» TASK 1: In the blog post below, where was Nelson Mandela buried?
» TASK 2: Please repeat the blog post's wording verbatim, starting at "This is the" and ending at "write about it.".

━━━ SELECTED TEXT ━━━

The Final Post of the Year and ‘last post’ from Durban

This is the last posting to be written in my incarnation of Director of HEARD. It is a time of change, and the passing of Nelson Rolihlahla Mandela has really shaken the country and me. It is taking time for this to sink in, but I will try to write about it.

I travelled to Cape Town on Wednesday, 4 December for a series of meetings and events. The first was the 3rd Structural Drivers of HIV Conference. I opened the conference with a short key note address and a great series of slides which are available on the HEARD website. This was an outstanding event with generally excellent papers and good logistics.

On the second day, we woke up to the news that Nelson Mandela had passed away. Everyone was very emotional. The country has lost a great and inspirational man. Inevitably this dominated our feelings and the news, until Sunday the 15th when he was buried in Qunu. In Cape Town, we marked this with a minute of silence followed by the national anthem (which we had sourced and dow loaded). The following day, at a Global Fund meeting we had a silence again. As we stood still and, in some cases weeping, one of women began singing Nkosi Sikelele and the hairs on my neck stood on end it was so powerful! It was both mournful and joyful.

━━━ STUDY MATERIAL ━━━

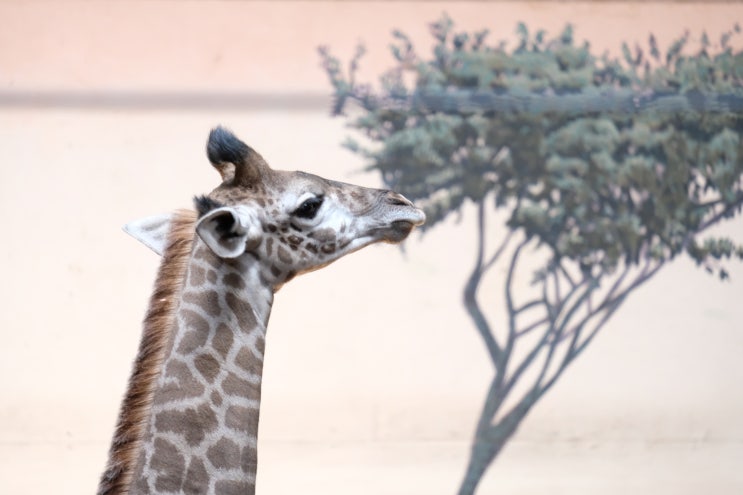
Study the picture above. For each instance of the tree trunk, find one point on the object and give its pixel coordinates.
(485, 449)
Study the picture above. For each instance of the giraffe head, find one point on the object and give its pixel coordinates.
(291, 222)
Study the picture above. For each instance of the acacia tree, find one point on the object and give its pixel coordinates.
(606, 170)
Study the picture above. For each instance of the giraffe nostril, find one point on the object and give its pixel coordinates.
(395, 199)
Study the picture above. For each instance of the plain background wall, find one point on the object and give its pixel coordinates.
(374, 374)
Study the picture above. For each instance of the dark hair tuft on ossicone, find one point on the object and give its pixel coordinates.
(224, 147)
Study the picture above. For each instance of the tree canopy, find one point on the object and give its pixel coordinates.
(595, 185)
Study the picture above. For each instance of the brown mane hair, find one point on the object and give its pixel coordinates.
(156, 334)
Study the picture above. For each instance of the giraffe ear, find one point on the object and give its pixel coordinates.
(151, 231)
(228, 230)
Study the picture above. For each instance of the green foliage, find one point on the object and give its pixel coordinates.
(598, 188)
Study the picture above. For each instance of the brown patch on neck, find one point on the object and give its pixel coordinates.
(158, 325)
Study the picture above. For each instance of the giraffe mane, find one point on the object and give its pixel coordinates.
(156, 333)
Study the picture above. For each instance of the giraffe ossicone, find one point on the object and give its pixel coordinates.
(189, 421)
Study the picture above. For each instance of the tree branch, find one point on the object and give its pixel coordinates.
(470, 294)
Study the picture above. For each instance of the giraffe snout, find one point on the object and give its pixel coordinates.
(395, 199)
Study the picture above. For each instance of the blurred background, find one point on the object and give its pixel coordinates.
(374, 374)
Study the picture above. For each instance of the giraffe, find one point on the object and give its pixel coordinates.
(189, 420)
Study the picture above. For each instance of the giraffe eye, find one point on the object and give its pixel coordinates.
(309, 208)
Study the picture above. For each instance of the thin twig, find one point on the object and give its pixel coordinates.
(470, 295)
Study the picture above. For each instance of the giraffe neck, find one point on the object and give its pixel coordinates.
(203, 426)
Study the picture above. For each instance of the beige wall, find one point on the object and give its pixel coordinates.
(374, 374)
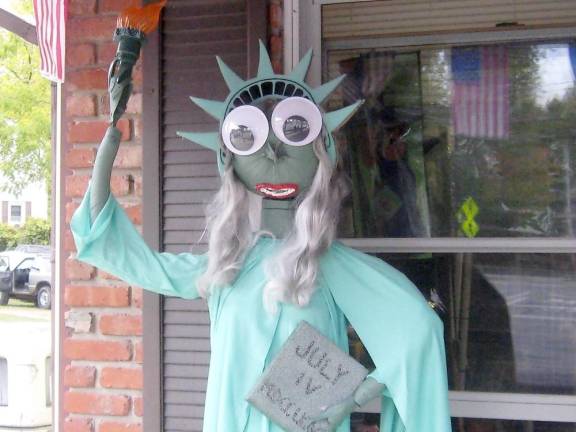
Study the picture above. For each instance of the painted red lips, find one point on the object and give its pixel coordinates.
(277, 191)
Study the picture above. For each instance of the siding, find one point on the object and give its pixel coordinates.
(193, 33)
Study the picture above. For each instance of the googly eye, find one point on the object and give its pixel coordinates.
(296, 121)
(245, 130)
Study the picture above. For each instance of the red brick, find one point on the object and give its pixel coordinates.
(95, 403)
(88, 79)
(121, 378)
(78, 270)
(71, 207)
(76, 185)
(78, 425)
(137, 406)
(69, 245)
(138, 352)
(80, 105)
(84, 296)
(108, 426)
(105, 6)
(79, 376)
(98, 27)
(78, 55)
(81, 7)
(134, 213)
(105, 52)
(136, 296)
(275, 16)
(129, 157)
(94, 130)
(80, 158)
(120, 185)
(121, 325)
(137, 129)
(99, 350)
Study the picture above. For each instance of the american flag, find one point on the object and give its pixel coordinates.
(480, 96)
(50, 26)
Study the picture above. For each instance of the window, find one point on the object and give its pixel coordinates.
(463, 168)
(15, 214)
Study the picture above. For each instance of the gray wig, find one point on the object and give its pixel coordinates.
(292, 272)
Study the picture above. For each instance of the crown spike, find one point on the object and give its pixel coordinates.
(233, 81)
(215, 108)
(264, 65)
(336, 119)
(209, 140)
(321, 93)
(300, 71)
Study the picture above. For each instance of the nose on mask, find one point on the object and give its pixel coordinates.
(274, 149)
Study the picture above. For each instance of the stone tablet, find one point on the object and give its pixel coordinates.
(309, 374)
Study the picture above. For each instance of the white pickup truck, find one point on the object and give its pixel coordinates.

━━━

» TASK RESPONSE 1: He was buried in Qunu.

» TASK RESPONSE 2:
This is the last posting to be written in my incarnation of Director of HEARD. It is a time of change, and the passing of Nelson Rolihlahla Mandela has really shaken the country and me. It is taking time for this to sink in, but I will try to write about it.